[Photo-based point labeling data]
______________________________

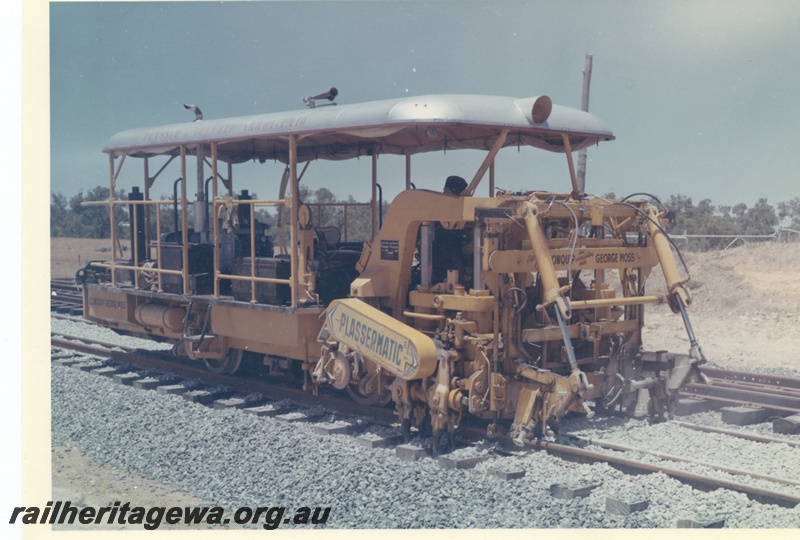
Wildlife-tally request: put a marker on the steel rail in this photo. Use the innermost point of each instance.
(770, 402)
(759, 494)
(238, 384)
(745, 376)
(739, 434)
(680, 459)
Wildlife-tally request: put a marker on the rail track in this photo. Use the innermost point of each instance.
(117, 360)
(775, 395)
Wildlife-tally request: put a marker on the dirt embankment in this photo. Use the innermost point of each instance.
(745, 310)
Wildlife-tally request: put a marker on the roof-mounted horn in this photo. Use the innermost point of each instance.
(541, 110)
(330, 95)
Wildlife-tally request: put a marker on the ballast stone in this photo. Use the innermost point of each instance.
(619, 507)
(410, 452)
(705, 524)
(743, 416)
(561, 491)
(787, 426)
(507, 475)
(446, 462)
(688, 406)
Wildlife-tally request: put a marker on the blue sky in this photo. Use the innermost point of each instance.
(701, 95)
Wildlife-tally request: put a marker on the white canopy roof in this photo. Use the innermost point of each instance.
(402, 126)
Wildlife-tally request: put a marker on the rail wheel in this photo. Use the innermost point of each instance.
(228, 365)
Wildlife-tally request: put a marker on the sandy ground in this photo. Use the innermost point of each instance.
(745, 312)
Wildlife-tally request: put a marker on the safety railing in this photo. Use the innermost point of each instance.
(114, 266)
(231, 206)
(323, 219)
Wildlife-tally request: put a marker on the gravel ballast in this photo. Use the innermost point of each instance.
(232, 459)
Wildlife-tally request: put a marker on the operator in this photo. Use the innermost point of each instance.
(451, 245)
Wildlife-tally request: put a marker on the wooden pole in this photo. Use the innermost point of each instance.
(587, 77)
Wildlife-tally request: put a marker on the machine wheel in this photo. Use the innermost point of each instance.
(226, 366)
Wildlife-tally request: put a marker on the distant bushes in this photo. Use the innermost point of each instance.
(71, 218)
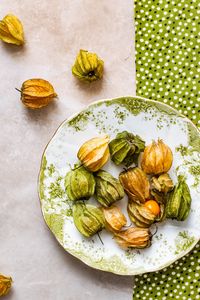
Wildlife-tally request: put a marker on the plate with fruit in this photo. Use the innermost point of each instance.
(119, 185)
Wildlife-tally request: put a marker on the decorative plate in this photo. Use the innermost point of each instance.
(151, 120)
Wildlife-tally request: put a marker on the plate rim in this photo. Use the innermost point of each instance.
(83, 259)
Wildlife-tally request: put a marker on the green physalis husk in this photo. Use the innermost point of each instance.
(125, 148)
(88, 66)
(108, 189)
(140, 215)
(162, 183)
(88, 219)
(179, 202)
(79, 184)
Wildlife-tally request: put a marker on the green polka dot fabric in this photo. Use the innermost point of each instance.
(168, 70)
(167, 53)
(179, 281)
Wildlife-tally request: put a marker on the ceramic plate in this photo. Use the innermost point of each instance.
(150, 120)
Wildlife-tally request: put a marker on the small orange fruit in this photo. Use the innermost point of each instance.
(153, 206)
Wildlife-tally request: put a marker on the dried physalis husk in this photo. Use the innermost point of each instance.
(162, 183)
(134, 238)
(79, 184)
(88, 218)
(140, 215)
(125, 148)
(114, 218)
(11, 30)
(179, 202)
(94, 153)
(136, 184)
(5, 285)
(157, 158)
(37, 93)
(88, 66)
(108, 189)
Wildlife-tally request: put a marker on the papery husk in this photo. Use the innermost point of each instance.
(37, 93)
(108, 189)
(94, 153)
(136, 184)
(133, 238)
(88, 218)
(179, 202)
(88, 66)
(140, 215)
(79, 184)
(125, 148)
(114, 218)
(163, 183)
(157, 158)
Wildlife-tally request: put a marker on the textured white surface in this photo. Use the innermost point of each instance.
(55, 31)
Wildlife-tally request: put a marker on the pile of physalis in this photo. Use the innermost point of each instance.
(152, 196)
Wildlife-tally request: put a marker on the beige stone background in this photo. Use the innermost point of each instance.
(55, 30)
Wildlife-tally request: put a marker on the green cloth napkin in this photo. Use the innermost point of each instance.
(168, 70)
(167, 53)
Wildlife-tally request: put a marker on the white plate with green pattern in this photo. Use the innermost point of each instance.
(150, 120)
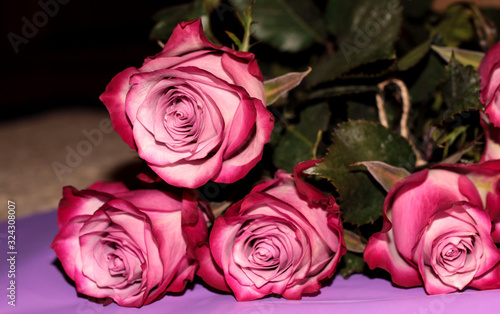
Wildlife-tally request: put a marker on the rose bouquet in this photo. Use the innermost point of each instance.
(386, 156)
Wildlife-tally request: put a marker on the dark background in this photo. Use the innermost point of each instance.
(71, 59)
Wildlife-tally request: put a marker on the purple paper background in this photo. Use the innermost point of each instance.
(42, 288)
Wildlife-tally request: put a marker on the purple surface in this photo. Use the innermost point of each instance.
(42, 288)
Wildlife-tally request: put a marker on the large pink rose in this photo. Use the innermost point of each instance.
(489, 70)
(194, 112)
(436, 231)
(128, 246)
(282, 238)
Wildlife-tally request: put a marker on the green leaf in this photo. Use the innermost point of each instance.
(281, 85)
(298, 143)
(365, 30)
(361, 197)
(456, 26)
(167, 18)
(464, 56)
(461, 89)
(361, 111)
(427, 76)
(287, 25)
(354, 242)
(339, 90)
(414, 56)
(385, 174)
(351, 263)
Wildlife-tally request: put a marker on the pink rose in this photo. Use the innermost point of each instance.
(489, 70)
(283, 238)
(194, 112)
(128, 246)
(437, 233)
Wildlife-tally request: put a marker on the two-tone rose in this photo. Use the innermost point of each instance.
(437, 230)
(128, 246)
(283, 238)
(194, 112)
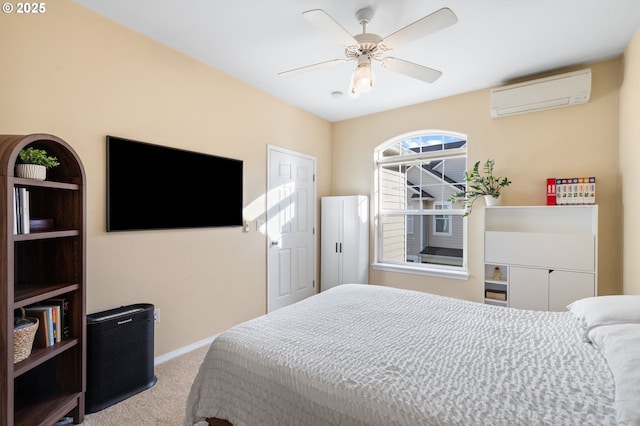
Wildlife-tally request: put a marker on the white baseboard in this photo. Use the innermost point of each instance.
(166, 357)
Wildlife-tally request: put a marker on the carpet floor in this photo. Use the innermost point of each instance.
(163, 404)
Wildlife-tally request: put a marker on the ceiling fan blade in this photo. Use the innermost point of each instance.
(326, 23)
(436, 21)
(410, 69)
(313, 67)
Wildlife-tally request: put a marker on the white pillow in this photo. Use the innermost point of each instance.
(620, 345)
(607, 310)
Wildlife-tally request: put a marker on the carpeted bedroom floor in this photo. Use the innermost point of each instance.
(163, 404)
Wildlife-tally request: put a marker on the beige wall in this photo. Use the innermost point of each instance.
(576, 141)
(629, 168)
(79, 76)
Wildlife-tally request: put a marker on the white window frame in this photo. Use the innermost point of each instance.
(455, 272)
(445, 217)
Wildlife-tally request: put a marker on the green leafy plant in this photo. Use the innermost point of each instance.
(479, 184)
(32, 155)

______________________________

* Task requirements *
Could you repeat, exactly and with nothing else, the lines from the one containing "Wildlife-tally request: put a marker on the purple paper" through the last line of the records above, leaving out the pictures?

* Solution for this task *
Wildlife-tally request: put a marker on the purple paper background in this photo. Use the innermost point of each instance.
(42, 288)
Wildlife-tally request: put a marker on the purple surface in this photo. Use the innermost point of each instance.
(42, 288)
Wildlife-tally request: put a marker on the large pink rose in this photo. Use the innermost point of each instance.
(489, 70)
(194, 112)
(436, 231)
(128, 246)
(282, 238)
Wildlife-tally request: put a marker on the green leaf in this photo. Use the innermost point of each instance.
(281, 85)
(298, 143)
(365, 30)
(361, 197)
(456, 26)
(167, 18)
(464, 56)
(461, 89)
(361, 111)
(427, 76)
(287, 25)
(354, 242)
(339, 90)
(414, 56)
(385, 174)
(351, 263)
Wildlife-tally request: put a marker on the pink rose in this photo. Use the innermost point of each instance.
(489, 70)
(283, 238)
(194, 112)
(128, 246)
(437, 233)
Wildlife-tally request: put a marker on the two-tone rose in this photo. Use the innermost point of each instance.
(437, 230)
(128, 246)
(283, 238)
(194, 112)
Wildlife-tally request: put a marker on the white baseboard in this photo. Use the innermost point of each instance.
(166, 357)
Wildlife-tally request: put a marker on the carpet floor in this photo. Use the innermost point of each instance.
(163, 404)
Wildlife-tally request: put a marker on the ceiling fan blade in this photo. Use the innermost point of each instance.
(326, 23)
(436, 21)
(410, 69)
(313, 67)
Wildlife-tally request: put a marker on the white pillow in this photo. Use the innermost point of each instance.
(620, 345)
(607, 310)
Wildlife-tally request: put a marker on the carpeted bedroom floor in this photo. Use the innermost point of each instance.
(163, 404)
Wildlife-tally request: put a marker on the beige wall in this photo. Use the innermost point of each instance.
(576, 141)
(629, 168)
(79, 76)
Wildlife-tally request: put a marker on the white window frame in this photo. Use the innermost point of each instance.
(455, 272)
(445, 217)
Wildlife-tally request: put a marker on the green leafy plant in this photo. Use the innermost point of each instance.
(479, 184)
(32, 155)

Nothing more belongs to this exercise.